[Point-based annotation data]
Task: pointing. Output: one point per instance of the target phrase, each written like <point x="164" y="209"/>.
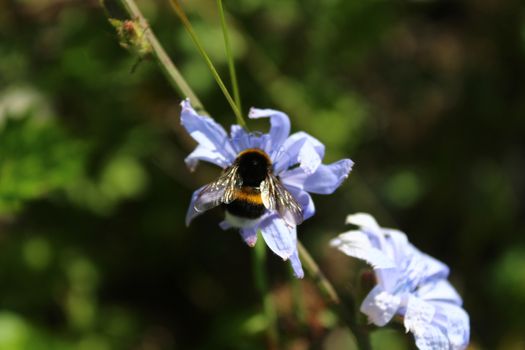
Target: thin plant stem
<point x="185" y="21"/>
<point x="360" y="333"/>
<point x="261" y="283"/>
<point x="179" y="83"/>
<point x="166" y="64"/>
<point x="229" y="54"/>
<point x="315" y="272"/>
<point x="297" y="298"/>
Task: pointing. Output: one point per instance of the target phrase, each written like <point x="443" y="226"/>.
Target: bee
<point x="247" y="189"/>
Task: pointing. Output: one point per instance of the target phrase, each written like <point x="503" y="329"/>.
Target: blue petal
<point x="328" y="177"/>
<point x="279" y="130"/>
<point x="207" y="155"/>
<point x="430" y="337"/>
<point x="249" y="235"/>
<point x="279" y="236"/>
<point x="297" y="147"/>
<point x="356" y="244"/>
<point x="296" y="265"/>
<point x="439" y="291"/>
<point x="380" y="306"/>
<point x="241" y="139"/>
<point x="208" y="134"/>
<point x="455" y="323"/>
<point x="192" y="213"/>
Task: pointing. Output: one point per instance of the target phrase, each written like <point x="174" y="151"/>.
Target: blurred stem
<point x="317" y="275"/>
<point x="170" y="70"/>
<point x="297" y="298"/>
<point x="185" y="21"/>
<point x="229" y="54"/>
<point x="261" y="283"/>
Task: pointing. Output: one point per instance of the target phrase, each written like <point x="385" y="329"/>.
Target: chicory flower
<point x="295" y="162"/>
<point x="409" y="283"/>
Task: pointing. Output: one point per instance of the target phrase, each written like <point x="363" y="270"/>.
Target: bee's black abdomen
<point x="253" y="168"/>
<point x="244" y="209"/>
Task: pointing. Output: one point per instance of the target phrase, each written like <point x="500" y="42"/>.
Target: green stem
<point x="317" y="275"/>
<point x="179" y="83"/>
<point x="185" y="21"/>
<point x="170" y="70"/>
<point x="360" y="333"/>
<point x="229" y="54"/>
<point x="297" y="298"/>
<point x="261" y="282"/>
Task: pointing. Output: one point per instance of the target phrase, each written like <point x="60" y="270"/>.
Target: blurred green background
<point x="427" y="97"/>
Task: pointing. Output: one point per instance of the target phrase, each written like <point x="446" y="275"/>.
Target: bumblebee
<point x="247" y="189"/>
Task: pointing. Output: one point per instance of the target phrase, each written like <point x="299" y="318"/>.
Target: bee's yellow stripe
<point x="256" y="150"/>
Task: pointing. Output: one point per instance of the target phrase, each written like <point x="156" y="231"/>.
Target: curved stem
<point x="185" y="21"/>
<point x="261" y="282"/>
<point x="179" y="83"/>
<point x="229" y="54"/>
<point x="170" y="70"/>
<point x="360" y="333"/>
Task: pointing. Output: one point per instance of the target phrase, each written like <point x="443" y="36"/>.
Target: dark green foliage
<point x="427" y="97"/>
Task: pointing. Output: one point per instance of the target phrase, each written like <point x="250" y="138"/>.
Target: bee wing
<point x="276" y="197"/>
<point x="220" y="191"/>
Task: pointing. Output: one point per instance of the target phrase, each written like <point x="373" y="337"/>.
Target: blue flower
<point x="296" y="163"/>
<point x="409" y="283"/>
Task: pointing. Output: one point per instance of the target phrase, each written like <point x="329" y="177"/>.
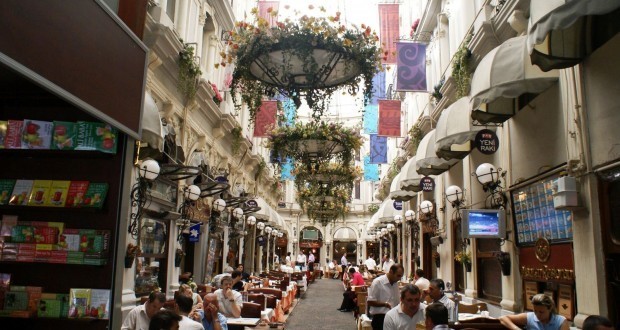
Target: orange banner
<point x="389" y="118"/>
<point x="265" y="118"/>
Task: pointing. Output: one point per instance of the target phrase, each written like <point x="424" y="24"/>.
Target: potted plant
<point x="178" y="257"/>
<point x="133" y="251"/>
<point x="465" y="258"/>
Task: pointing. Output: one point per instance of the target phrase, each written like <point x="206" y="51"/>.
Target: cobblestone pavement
<point x="318" y="308"/>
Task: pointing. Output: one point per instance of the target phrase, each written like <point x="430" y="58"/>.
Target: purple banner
<point x="411" y="66"/>
<point x="378" y="149"/>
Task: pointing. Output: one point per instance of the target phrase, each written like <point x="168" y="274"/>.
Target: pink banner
<point x="389" y="118"/>
<point x="388" y="32"/>
<point x="265" y="118"/>
<point x="265" y="8"/>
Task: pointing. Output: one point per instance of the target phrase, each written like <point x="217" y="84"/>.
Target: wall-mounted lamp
<point x="147" y="172"/>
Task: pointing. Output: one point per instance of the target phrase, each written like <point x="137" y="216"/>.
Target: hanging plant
<point x="461" y="70"/>
<point x="298" y="73"/>
<point x="189" y="72"/>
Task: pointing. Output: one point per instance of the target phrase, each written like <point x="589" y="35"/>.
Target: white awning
<point x="505" y="73"/>
<point x="560" y="34"/>
<point x="152" y="129"/>
<point x="396" y="193"/>
<point x="410" y="179"/>
<point x="427" y="162"/>
<point x="455" y="131"/>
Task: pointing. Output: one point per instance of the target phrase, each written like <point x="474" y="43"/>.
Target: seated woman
<point x="544" y="316"/>
<point x="195" y="313"/>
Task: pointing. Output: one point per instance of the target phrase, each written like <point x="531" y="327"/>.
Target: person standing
<point x="140" y="316"/>
<point x="383" y="294"/>
<point x="183" y="306"/>
<point x="408" y="313"/>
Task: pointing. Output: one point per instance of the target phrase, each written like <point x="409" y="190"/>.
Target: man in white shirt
<point x="436" y="317"/>
<point x="371" y="264"/>
<point x="183" y="306"/>
<point x="383" y="294"/>
<point x="408" y="313"/>
<point x="435" y="291"/>
<point x="140" y="317"/>
<point x="230" y="302"/>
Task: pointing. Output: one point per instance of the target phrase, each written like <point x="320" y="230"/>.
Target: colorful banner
<point x="378" y="149"/>
<point x="388" y="32"/>
<point x="378" y="87"/>
<point x="389" y="118"/>
<point x="411" y="66"/>
<point x="287" y="168"/>
<point x="371" y="171"/>
<point x="371" y="118"/>
<point x="265" y="118"/>
<point x="265" y="8"/>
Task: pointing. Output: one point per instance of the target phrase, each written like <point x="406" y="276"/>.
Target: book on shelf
<point x="76" y="192"/>
<point x="96" y="136"/>
<point x="6" y="188"/>
<point x="58" y="193"/>
<point x="37" y="134"/>
<point x="21" y="191"/>
<point x="13" y="139"/>
<point x="65" y="135"/>
<point x="40" y="192"/>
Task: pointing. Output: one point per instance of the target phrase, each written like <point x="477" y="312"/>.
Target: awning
<point x="455" y="131"/>
<point x="563" y="32"/>
<point x="427" y="162"/>
<point x="152" y="129"/>
<point x="396" y="193"/>
<point x="505" y="73"/>
<point x="410" y="179"/>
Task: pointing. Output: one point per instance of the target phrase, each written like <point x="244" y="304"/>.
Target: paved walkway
<point x="318" y="308"/>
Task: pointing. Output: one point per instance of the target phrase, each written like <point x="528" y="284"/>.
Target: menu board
<point x="535" y="215"/>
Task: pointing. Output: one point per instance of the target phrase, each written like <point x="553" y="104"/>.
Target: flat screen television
<point x="310" y="234"/>
<point x="483" y="223"/>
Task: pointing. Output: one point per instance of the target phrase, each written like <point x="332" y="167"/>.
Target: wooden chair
<point x="251" y="310"/>
<point x="473" y="308"/>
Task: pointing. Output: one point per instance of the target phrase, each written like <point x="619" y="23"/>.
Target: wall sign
<point x="427" y="184"/>
<point x="487" y="142"/>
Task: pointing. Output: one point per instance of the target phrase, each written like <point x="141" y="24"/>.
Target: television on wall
<point x="484" y="223"/>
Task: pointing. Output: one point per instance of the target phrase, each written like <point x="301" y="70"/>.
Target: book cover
<point x="37" y="134"/>
<point x="58" y="193"/>
<point x="75" y="194"/>
<point x="96" y="136"/>
<point x="40" y="192"/>
<point x="3" y="128"/>
<point x="64" y="137"/>
<point x="79" y="302"/>
<point x="13" y="139"/>
<point x="95" y="195"/>
<point x="100" y="303"/>
<point x="6" y="188"/>
<point x="21" y="191"/>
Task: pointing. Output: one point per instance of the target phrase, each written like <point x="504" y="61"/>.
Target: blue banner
<point x="371" y="118"/>
<point x="371" y="171"/>
<point x="287" y="167"/>
<point x="194" y="233"/>
<point x="378" y="149"/>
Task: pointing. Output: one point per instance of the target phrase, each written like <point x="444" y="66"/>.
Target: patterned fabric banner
<point x="287" y="168"/>
<point x="264" y="11"/>
<point x="371" y="171"/>
<point x="388" y="32"/>
<point x="378" y="149"/>
<point x="411" y="66"/>
<point x="371" y="118"/>
<point x="378" y="87"/>
<point x="389" y="118"/>
<point x="265" y="118"/>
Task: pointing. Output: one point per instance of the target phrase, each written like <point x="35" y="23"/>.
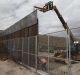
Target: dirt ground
<point x="9" y="67"/>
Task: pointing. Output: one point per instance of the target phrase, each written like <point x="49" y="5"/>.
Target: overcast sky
<point x="13" y="10"/>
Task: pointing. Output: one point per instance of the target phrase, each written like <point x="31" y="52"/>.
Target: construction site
<point x="31" y="46"/>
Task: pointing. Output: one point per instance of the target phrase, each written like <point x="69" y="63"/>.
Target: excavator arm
<point x="49" y="6"/>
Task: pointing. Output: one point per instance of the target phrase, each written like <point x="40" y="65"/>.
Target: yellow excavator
<point x="75" y="48"/>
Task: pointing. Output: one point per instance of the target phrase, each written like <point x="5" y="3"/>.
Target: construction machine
<point x="73" y="53"/>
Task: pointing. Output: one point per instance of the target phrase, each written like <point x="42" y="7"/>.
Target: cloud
<point x="13" y="10"/>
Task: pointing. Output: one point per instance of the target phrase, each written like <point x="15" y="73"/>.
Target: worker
<point x="43" y="63"/>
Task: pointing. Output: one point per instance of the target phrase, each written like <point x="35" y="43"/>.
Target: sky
<point x="12" y="11"/>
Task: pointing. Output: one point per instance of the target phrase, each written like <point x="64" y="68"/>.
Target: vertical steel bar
<point x="68" y="52"/>
<point x="36" y="51"/>
<point x="48" y="54"/>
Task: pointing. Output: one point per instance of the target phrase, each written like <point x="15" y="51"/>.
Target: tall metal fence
<point x="62" y="56"/>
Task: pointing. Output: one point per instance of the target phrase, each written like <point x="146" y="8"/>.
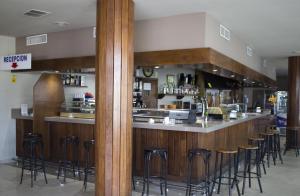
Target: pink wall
<point x="72" y="43"/>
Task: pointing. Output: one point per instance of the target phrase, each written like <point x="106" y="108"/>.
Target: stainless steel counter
<point x="16" y="114"/>
<point x="209" y="126"/>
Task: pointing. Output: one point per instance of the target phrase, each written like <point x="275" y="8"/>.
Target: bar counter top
<point x="209" y="126"/>
<point x="70" y="120"/>
<point x="205" y="127"/>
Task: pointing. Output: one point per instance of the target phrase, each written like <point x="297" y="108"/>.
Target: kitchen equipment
<point x="233" y="114"/>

◆ SHORT PROBLEM: Pick out every line of the data above that contains the word "plant".

◆ COMPLETED EXERCISE:
Target: thin plant stem
Target: potted plant
Target: hanging plant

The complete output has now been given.